# Trecho transcrito
26 abril, 2007

Desconfortos

(Este post se calhar devia chamar-se sociologia de pé-quebrado, mas tenham paciência)

Acho muito curioso um certo desconforto de uma direita que por facilidade chamarei tradicional com o presente estado das coisas.

É uma direita, em Portugal, católica, sensível em principio ao sofrimento dos outros, aos mais desfavorecidos, às injustiças sociais. Mas que, por um punhado considerável de razões não consegue descolar do seu posicionamento de direita “total” e tentar encontrar-se com outras faixas da sociedade para construir uma nova ordem socio-económica mais justa, mais humana e menos angustiante. Assim, frequentemente, estes democrata-cristãos convivem de perto com liberais puros e duros, por vezes até dentro da mesma pessoa.

Eles sentem o que sentem as pessoas decentes face a uma sociedade onde a única meta legitimada é a acumulação de riqueza.
Na verdade a meta é a felicidade, mas a teoria económica que prevalece não preconiza o momento em que é legítimo parar, distribuir e gozar da riqueza acumulada. Por isso vive-se esta corrida que a todos deixa exaustos, a começar (e terminar…) pelo planeta.
Esta teoria defende que se se deixar os ricos fazer o que fazem melhor, acumular riqueza, estes consomem coisas que são feitas pelos menos ricos, que por sua vez consomem coisas que são feitas pelos mais pobres, que por sua vez com essa chuva miudinha de riqueza acabam por ficar eles próprios mais ricos.
Basta um olhar para o mundo dos últimos 30 anos para perceber que a realidade tem muito pouco que ver com esta teoria, mas isso não é o assunto deste post.

De qualquer modo, estas pessoas ficam assim, preocupadas. Com o papel da família, com o desemprego, com os pobres, com os imigrantes, com a degradação do ambiente, com tudo o que vão sendo os efeitos reais desta coisa.

# Extrato de dados
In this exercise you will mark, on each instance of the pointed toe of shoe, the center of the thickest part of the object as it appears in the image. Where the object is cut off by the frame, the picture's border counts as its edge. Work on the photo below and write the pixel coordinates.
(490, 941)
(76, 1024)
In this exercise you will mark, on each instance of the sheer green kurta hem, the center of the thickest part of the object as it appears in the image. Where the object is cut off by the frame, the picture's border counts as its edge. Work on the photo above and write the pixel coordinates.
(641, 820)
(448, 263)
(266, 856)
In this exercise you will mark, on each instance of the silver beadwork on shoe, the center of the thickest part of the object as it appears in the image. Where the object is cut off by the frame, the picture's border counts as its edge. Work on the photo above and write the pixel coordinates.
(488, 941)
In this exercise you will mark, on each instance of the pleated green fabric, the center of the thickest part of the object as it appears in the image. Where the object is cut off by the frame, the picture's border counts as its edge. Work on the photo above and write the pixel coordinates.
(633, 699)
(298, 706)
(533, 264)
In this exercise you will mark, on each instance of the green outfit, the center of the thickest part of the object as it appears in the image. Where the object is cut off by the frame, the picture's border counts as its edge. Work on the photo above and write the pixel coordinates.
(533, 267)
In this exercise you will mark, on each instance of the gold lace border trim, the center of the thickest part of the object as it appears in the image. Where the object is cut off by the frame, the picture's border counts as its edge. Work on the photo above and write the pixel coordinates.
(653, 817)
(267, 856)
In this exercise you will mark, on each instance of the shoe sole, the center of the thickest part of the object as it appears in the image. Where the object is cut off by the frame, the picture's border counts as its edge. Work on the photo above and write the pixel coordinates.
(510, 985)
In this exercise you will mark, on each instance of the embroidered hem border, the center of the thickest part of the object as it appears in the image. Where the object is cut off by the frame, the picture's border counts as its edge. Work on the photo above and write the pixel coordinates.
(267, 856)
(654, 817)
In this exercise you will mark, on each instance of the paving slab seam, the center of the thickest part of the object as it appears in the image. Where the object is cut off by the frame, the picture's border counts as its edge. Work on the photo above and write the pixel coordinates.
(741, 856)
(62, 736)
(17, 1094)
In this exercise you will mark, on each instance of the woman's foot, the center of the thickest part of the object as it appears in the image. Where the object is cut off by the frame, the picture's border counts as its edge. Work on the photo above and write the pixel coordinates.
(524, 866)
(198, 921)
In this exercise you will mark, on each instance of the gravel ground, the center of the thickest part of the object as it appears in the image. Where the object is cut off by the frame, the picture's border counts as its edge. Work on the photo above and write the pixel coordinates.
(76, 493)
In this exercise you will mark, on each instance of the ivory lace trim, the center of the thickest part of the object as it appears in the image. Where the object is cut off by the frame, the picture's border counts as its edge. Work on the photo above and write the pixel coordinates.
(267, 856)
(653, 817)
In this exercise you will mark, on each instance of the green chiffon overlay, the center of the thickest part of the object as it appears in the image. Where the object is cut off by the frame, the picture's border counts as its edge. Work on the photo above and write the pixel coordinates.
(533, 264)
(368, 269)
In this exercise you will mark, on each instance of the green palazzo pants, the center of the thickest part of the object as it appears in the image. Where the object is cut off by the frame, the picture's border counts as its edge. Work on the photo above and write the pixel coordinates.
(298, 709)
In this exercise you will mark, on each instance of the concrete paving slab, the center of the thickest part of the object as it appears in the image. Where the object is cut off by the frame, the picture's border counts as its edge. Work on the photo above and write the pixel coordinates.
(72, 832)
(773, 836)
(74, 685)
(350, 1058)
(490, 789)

# Tarefas a realizar
[1] Responda às perguntas abaixo com base no post «Desconfortos»:
(a) Que data aparece no topo?
(b) Que outro título o autor diz que o post talvez devesse ter?
(c) Com quem convivem de perto, frequentemente, estes democrata-cristãos?
[2] Copie do post «Desconfortos» o trecho entre "26 abril, 2007" e "estado das coisas.", inclusive.

# Respostas às tarefas
[1]
(a) 26 abril, 2007
(b) Sociologia de pé-quebrado
(c) Com liberais puros e duros, por vezes até dentro da mesma pessoa

[2]
26 abril, 2007

Desconfortos

(Este post se calhar devia chamar-se sociologia de pé-quebrado, mas tenham paciência)

Acho muito curioso um certo desconforto de uma direita que por facilidade chamarei tradicional com o presente estado das coisas.